→ **Objectives**
[A] Please copy the section of the article on the Habima boycott letter that starts at "I’m pretty certain" and ends after "of public decency.".
[B] According to the article on the Habima boycott letter, which country taking part in the festival has no one asked to boycott?
[START Text block]
Out Of Sight, Out Of Their Minds
In an open letter to the Guardian, undersigned by a host of actors you’ve never heard of, and Emma Thompson, the petition proclaims the signatories are ‘dismayed’ and ‘regret’ Israel’s Habima theatre being invited to take part in a Shakespeare festival in Britain. They cite the fact that Habima declined to boycott two new culture/arts centres opened in the area of Ariel, Israel, which they have decided are ‘settlements’ and ‘illegal’.
Much like the UN’s Human Rights Council (UNHRC), from which Israel has recently broken ties, the UN body provides some of the world’s worst human rights violators a platform to gather and focus the world’s attention on the Jewish state, in a bid to hide their own nefarious crimes. It seems that wherever Jews are concerned, no matter how great the crimes of the accuser, no matter how hypocritical, there is always someone willing to listen.
I’m pretty certain Emma Thompson isn’t one of the world’s worst human rights violators. But much like those regimes, she gives them a helping hand to hide their many and varied crimes.
Turkey is also taking part in the festival, and no one has asked to boycott the Turks. Turkey has never admitted carrying out the Armenian Genocide and is an occupier of Cyprus. Some Iranians are also performing, a regime whose crimes are numerous. But here a separation between the people and the regime is made, and rightly so. But how often do we hear about these stories in the media? Evidently, the decision to single out Israel very much rests on the saying out of sight, out of mind, for these purveyors of public decency.
[END Text block]
[START Dataset entries]
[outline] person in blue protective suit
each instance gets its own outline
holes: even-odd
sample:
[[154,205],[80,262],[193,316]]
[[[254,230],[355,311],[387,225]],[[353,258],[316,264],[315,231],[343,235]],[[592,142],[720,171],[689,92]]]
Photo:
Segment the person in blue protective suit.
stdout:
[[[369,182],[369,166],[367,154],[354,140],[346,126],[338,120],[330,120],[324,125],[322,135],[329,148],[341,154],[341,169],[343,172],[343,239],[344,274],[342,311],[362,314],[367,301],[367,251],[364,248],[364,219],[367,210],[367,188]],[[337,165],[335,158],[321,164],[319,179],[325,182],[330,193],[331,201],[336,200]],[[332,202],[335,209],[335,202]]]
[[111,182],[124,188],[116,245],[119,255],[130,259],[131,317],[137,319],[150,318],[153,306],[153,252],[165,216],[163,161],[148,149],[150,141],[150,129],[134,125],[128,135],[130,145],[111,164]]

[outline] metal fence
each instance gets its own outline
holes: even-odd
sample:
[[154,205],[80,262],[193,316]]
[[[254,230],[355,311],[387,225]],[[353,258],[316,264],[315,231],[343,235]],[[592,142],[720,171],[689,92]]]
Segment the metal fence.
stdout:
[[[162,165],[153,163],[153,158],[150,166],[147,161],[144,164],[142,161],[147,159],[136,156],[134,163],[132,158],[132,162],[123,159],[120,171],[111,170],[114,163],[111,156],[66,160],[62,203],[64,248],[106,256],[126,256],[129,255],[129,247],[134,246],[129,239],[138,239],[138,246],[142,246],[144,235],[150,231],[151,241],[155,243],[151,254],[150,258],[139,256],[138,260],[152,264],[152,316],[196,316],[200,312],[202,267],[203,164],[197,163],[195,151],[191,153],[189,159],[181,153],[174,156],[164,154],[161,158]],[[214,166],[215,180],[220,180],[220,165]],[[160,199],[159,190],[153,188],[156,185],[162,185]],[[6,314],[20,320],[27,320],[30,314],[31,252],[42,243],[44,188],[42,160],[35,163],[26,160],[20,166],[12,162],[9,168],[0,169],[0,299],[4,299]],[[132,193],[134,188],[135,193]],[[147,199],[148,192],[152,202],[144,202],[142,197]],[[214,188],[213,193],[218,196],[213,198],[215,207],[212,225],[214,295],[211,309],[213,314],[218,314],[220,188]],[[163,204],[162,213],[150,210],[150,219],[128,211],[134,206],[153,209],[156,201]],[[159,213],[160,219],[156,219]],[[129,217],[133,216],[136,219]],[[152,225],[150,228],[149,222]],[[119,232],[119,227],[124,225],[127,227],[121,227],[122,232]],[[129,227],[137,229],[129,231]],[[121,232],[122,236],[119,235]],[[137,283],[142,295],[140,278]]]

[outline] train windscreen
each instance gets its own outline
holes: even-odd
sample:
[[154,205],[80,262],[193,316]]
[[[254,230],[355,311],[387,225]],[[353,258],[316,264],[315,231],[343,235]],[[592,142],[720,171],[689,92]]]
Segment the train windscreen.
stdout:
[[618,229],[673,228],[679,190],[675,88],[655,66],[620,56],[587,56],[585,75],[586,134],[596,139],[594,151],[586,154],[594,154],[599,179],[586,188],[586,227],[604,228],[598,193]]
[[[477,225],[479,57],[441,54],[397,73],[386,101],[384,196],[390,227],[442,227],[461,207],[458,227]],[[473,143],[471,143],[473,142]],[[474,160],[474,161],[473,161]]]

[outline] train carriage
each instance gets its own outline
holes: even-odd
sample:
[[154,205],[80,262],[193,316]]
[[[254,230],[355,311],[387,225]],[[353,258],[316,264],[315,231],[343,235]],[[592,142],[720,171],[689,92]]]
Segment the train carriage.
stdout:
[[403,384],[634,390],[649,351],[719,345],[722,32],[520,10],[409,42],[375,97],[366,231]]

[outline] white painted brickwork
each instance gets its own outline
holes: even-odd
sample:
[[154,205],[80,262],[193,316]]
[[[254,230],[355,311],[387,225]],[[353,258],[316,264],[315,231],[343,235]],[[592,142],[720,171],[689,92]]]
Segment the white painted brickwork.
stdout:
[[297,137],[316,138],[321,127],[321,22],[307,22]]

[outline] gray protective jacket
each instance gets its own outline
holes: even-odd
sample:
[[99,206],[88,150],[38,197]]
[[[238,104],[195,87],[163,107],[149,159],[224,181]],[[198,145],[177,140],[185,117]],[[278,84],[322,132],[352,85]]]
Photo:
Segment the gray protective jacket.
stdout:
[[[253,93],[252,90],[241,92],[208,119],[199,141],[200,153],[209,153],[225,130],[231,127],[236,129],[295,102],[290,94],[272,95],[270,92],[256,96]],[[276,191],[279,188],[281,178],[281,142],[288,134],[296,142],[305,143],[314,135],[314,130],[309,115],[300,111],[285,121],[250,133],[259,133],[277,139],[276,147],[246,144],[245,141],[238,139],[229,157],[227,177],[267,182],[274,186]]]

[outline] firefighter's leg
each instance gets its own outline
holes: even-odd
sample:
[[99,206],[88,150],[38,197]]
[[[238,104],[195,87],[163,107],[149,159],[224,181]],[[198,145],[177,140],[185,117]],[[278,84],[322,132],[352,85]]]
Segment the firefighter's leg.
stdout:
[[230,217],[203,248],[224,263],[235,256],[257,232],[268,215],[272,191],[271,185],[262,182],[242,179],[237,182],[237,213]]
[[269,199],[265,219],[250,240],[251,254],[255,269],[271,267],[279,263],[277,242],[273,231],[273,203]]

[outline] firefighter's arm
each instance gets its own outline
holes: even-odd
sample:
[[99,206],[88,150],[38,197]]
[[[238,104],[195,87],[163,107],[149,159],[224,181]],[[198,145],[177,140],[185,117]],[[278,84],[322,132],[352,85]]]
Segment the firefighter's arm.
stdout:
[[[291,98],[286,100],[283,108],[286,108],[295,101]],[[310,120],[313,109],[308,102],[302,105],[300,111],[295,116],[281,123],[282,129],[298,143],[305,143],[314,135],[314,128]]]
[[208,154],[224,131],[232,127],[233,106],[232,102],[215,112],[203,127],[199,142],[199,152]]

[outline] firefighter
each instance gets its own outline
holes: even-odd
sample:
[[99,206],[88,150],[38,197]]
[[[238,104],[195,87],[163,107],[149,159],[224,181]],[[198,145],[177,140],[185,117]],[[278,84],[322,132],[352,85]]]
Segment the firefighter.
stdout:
[END Dataset entries]
→ **Exercise results**
[A]
I’m pretty certain Emma Thompson isn’t one of the world’s worst human rights violators. But much like those regimes, she gives them a helping hand to hide their many and varied crimes.
Turkey is also taking part in the festival, and no one has asked to boycott the Turks. Turkey has never admitted carrying out the Armenian Genocide and is an occupier of Cyprus. Some Iranians are also performing, a regime whose crimes are numerous. But here a separation between the people and the regime is made, and rightly so. But how often do we hear about these stories in the media? Evidently, the decision to single out Israel very much rests on the saying out of sight, out of mind, for these purveyors of public decency.

[B] Turkey.